Work to complete
Rewrite the stretch of the records from the line containing "Could you point out the paved" through the end of the records, requests included. Shift every coordinate in the answers by -12.

Raw records
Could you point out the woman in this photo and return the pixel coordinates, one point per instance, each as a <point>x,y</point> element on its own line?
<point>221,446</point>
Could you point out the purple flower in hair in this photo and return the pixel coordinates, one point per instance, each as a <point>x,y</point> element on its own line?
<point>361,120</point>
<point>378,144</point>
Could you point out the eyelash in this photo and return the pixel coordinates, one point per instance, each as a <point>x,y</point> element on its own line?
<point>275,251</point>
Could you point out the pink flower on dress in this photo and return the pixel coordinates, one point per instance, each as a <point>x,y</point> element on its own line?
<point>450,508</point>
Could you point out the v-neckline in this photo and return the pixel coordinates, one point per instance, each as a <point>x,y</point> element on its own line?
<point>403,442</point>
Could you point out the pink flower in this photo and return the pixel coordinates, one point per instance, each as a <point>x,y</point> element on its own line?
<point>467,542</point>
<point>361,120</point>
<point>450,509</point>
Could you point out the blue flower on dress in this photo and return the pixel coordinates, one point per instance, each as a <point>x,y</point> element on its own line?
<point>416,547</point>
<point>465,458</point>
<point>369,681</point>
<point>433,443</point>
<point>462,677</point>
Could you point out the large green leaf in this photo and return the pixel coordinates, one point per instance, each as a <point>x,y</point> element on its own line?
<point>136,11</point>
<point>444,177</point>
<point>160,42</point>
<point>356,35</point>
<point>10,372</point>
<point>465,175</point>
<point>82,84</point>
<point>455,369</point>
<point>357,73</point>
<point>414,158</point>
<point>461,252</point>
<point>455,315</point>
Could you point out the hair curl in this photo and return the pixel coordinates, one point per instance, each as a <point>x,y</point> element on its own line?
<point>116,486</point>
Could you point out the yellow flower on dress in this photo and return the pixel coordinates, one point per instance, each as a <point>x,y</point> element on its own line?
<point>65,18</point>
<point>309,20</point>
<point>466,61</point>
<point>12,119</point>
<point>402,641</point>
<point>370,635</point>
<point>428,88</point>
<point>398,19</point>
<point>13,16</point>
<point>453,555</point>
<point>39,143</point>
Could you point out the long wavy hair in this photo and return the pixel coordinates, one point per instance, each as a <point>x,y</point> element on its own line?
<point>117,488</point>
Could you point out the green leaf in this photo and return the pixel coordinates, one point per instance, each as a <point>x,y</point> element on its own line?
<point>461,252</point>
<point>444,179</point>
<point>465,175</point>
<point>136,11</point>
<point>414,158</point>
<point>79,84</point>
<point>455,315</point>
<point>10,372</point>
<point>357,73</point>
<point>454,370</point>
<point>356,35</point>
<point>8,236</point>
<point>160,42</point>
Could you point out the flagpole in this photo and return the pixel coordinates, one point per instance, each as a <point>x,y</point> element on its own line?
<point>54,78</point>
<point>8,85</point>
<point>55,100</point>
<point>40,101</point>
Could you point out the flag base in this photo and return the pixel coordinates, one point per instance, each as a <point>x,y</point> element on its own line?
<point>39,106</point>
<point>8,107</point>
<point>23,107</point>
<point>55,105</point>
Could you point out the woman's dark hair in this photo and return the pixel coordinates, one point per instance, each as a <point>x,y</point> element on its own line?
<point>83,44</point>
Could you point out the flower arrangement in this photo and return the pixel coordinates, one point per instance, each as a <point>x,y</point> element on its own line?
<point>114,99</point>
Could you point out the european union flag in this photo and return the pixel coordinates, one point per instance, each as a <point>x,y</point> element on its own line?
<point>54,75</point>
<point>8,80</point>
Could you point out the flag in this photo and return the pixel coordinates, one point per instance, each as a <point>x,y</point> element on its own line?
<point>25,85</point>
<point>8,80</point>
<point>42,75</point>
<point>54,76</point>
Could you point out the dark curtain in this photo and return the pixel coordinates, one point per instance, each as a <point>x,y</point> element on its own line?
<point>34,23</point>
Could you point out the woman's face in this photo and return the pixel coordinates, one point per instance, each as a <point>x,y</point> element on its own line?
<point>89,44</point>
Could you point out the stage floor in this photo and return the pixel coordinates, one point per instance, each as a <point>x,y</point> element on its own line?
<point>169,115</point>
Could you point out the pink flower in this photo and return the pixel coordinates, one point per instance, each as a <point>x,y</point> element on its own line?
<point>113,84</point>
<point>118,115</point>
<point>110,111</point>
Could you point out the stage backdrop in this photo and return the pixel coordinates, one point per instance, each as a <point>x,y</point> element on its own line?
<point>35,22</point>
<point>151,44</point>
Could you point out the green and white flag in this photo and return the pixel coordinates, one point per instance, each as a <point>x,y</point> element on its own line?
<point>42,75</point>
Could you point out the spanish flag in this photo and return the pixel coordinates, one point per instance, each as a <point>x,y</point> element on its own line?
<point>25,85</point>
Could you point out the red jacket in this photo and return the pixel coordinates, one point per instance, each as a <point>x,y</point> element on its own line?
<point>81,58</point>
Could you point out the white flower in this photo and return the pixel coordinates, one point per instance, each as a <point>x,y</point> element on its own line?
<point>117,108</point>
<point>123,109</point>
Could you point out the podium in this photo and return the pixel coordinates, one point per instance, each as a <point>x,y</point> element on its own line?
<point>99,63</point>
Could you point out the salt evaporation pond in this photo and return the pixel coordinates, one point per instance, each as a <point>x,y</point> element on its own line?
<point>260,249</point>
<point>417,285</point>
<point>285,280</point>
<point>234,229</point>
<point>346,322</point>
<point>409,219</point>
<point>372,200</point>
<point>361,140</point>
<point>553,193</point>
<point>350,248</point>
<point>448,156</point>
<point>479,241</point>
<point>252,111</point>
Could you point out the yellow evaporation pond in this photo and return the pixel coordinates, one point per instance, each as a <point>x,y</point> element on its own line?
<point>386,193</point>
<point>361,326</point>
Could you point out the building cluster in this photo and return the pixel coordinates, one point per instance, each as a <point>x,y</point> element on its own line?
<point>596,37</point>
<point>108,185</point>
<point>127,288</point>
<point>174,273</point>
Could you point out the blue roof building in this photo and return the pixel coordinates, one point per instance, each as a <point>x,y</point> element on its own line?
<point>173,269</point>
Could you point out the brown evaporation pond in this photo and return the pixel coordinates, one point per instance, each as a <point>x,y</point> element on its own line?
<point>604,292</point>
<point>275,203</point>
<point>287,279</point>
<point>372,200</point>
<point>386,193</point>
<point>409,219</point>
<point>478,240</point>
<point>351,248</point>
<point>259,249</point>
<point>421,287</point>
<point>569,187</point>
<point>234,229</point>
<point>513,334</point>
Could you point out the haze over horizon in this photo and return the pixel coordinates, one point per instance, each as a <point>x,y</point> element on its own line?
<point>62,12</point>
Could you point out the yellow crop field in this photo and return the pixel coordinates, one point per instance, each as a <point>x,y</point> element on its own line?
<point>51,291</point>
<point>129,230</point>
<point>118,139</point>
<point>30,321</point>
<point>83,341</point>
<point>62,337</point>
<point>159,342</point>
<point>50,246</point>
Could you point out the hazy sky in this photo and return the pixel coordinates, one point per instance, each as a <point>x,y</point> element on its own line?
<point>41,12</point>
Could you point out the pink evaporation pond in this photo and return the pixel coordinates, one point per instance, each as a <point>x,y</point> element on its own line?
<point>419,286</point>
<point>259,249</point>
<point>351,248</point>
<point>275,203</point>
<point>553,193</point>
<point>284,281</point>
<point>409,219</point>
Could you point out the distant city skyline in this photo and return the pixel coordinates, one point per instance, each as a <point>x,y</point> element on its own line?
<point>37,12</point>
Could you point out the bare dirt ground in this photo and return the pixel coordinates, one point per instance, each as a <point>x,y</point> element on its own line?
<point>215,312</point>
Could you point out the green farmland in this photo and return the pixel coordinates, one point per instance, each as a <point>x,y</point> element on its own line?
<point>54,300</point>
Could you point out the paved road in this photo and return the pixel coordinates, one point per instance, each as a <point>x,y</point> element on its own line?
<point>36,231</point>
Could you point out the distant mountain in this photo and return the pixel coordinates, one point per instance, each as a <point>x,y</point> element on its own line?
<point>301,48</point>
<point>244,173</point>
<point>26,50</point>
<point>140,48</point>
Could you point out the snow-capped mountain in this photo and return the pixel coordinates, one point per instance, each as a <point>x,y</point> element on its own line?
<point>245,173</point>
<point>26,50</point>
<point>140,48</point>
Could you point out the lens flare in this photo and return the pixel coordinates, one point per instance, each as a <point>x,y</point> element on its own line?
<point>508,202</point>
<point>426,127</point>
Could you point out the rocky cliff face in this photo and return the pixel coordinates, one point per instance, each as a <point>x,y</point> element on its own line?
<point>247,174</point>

Task result
Could you point out the paved road in this photo and return the pixel coordinates, one point per instance, each as a <point>x,y</point> element on its own line?
<point>24,219</point>
Could you point out the distant mountain in this photo and return the pixel coordinates, one point per instance, each as a <point>x,y</point> element on its own line?
<point>289,36</point>
<point>232,161</point>
<point>14,38</point>
<point>128,36</point>
Could you point out the snow-capped mountain in this photo and return the pixel coordinates, one point per instance, each as a <point>x,y</point> element on its own line?
<point>233,161</point>
<point>14,38</point>
<point>128,36</point>
Could you point out the lens flare in this photo and return the pixel coordinates, one point per instance, each as a <point>x,y</point> element on its own line?
<point>496,190</point>
<point>414,115</point>
Could you point out the rocky cliff face in this photo and return the pixel coordinates, one point per instance, each as a <point>x,y</point> element on its own line?
<point>235,162</point>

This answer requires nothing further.